● **Tarefas propostas**
1) Responda às perguntas abaixo com base no trecho sobre a Cidade Educadora:
(a) De que forma os diversos setores urbanos precisam trabalhar?
(b) Qual setor deve ter papel protagonista em todo o processo?
(c) Em que se tornam as escolas e universidades das Cidades Educadoras?
2) Transcreva a parte do trecho sobre a Cidade Educadora que começa nas palavras "Para tanto, os" e termina após "de desenvolvimento urbano.".
3) Por favor, dê continuidade ao texto sobre a Cidade Educadora a partir do ponto em que ele para.

=== Trecho ===

Para tanto, os diversos setores urbanos precisam
trabalhar de forma integrada, compartilhando suas bases de dados, perspectivas
e estratégias para construir juntos ações que efetivamente impactem o bem-estar
de todos. O setor da educação dita formal, das escolas e universidades, claro
que deve ter papel protagonista em todo este processo. Na Cidade Educadora, os
projetos pedagógicos destas instituições reconhecem os territórios em que estão
localizadas, os modos de vida de seus públicos, sua cultura, o acesso que têm
ou não a bens e serviços urbanos. Com base neste reconhecimento, as escolas e
universidades das Cidades Educadoras constroem seus currículos e firmam
alianças com agentes dos outros setores no mesmo território, além da própria
comunidade. Dessa forma, tornam-se centros locais de produção de conhecimento
capazes de se espalhar e catalizar os processos de desenvolvimento urbano.
Foto: Lu
# Urbanismo,
Com Beatriz Goulart, arquiteta, urbanista e
educadora.

=== Bloco de dados ===

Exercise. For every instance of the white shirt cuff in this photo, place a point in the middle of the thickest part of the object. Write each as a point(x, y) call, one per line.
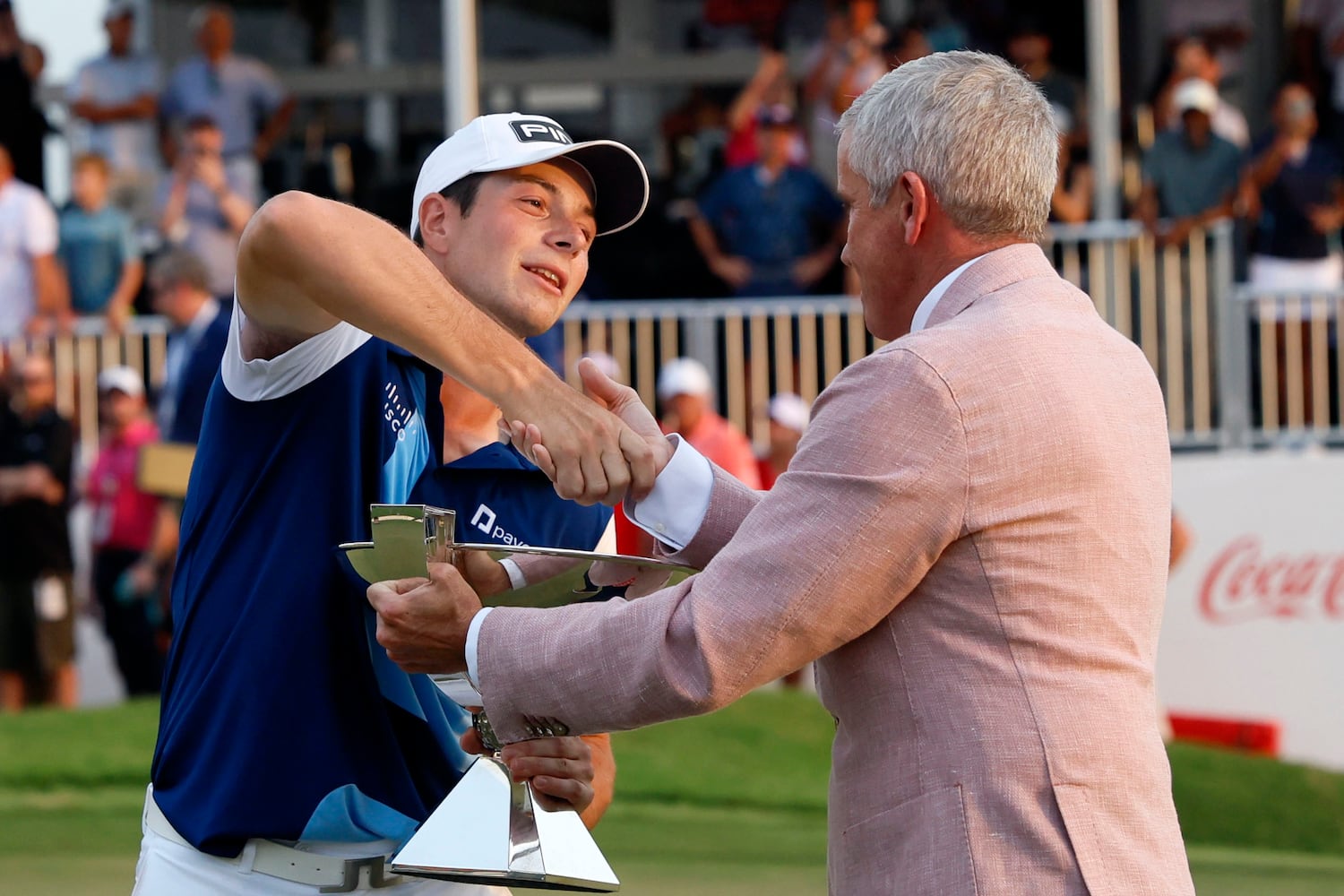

===

● **Respostas por tarefa**
1)
(a) De forma integrada, compartilhando suas bases de dados, perspectivas e estratégias para construir juntos ações que efetivamente impactem o bem-estar de todos.
(b) O setor da educação dita formal, das escolas e universidades.
(c) Em centros locais de produção de conhecimento capazes de se espalhar e catalizar os processos de desenvolvimento urbano.

2)
Para tanto, os diversos setores urbanos precisam
trabalhar de forma integrada, compartilhando suas bases de dados, perspectivas
e estratégias para construir juntos ações que efetivamente impactem o bem-estar
de todos. O setor da educação dita formal, das escolas e universidades, claro
que deve ter papel protagonista em todo este processo. Na Cidade Educadora, os
projetos pedagógicos destas instituições reconhecem os territórios em que estão
localizadas, os modos de vida de seus públicos, sua cultura, o acesso que têm
ou não a bens e serviços urbanos. Com base neste reconhecimento, as escolas e
universidades das Cidades Educadoras constroem seus currículos e firmam
alianças com agentes dos outros setores no mesmo território, além da própria
comunidade. Dessa forma, tornam-se centros locais de produção de conhecimento
capazes de se espalhar e catalizar os processos de desenvolvimento urbano.

3)
A concepção de Cidades Educadoras está fundamentada
na ideia de educação permanente e integral – que se dá o tempo todo, por toda
parte, em todos os lugares, inclusive nas escolas. Nesse sentido, considera-se
a potencialidade educativa do território, formado por espaços construídos e
espaços livres. Ou seja, por arquiteturas e urbanismos que, neste contexto, não
devem ser mais tratadas isoladamente mas, sim, articuladamente. Falar de
Cidades Educadoras, portanto, requalifica o campo de reflexão e atuação da
arquitetura-urbanismo na perspectiva do território-rede. Além disso, considerar
o potencial educativo dos lugares – lugares-casa, lugares-escola, lugares-praça,
lugares-rua, lugares-floresta, etc – tem exigido uma revisão das teorias e
metodologias de projeto (de arquitetura e de urbanismo), no âmbito do
ensino/formação, da pesquisa e da atuação dos arquitetos-urbanistas na
sociedade, de modo que nossas práticas sejam mais integradas e integradoras do
que têm sido. A meu ver, este movimento todo levará à necessária revisão dos
instrumentos legais que regem este campo – planos diretores, lei de uso do
solo, código de obras e programa de necessidades dos edifícios públicos e
privados – que foram desenvolvidos desconsiderando a integralidade e o
potencial educativo do território. Não há mais sentido, por exemplo, em
projetar e construir escolas estruturadas a partir de uma sequência de salas de
aula idênticas, cercadas de altos muros, sem qualquer integração com seu
entorno. A lógica da arquitetura e do urbanismo ainda responde a concepções do
século passado, quiçá retrasado.
A temática das Cidades Educadoras exige que as
cidades e as escolas se transformem e, para isso, nós arquitetos-urbanistas
somos obrigados a também nos reinventar, a sairmos do nosso quadrado, somos
obrigados a entrar na roda enquanto mediadores-educadores ambientais,
trabalhando com metodologias colaborativas, participativas. A Cidade Educadora
requer a reinvenção do sentido e do significado de nossa profissão, de nossa
produção.
Foto: Cidade do Saber Camaçari.
# Cultura,
Com Juana Nunes, coordenadora da Secretaria de
Educação e Formação Artística e Cultural (Sefac) do Ministério da Cultura
(MinC).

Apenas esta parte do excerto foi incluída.